[Named-object pointing items]

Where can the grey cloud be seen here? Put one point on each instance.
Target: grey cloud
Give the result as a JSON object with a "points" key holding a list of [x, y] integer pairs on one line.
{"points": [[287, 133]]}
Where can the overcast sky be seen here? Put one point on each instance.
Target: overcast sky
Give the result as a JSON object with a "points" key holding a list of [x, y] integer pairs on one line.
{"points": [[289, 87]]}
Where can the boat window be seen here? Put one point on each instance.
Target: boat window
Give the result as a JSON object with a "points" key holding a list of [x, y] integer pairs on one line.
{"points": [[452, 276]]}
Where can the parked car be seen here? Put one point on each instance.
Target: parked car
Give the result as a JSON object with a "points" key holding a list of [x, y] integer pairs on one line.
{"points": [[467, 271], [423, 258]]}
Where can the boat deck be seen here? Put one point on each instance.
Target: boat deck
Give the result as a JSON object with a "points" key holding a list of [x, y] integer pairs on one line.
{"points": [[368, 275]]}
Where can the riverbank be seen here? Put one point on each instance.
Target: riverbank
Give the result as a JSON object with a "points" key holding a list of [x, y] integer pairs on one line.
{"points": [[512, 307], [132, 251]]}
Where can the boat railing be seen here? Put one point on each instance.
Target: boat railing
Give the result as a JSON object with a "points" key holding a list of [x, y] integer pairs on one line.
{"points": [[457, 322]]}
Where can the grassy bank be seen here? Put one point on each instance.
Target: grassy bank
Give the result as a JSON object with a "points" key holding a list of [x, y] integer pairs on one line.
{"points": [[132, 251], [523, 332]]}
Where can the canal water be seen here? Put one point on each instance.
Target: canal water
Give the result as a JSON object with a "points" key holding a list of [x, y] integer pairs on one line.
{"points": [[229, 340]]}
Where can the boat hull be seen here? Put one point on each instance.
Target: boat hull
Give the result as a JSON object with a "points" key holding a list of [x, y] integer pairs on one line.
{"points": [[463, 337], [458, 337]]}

__To be done__: Set out everything from the line containing "Where can the boat hull" down to the end of the items as a numbered list, leaving out any blank lines.

__Exercise output__:
1. Where can the boat hull be seen here? Put one point on each instance.
2. Target: boat hull
3. Give the result as a JSON object with a "points" key holding a list of [x, y] integer pairs on one line.
4. {"points": [[463, 337], [458, 337]]}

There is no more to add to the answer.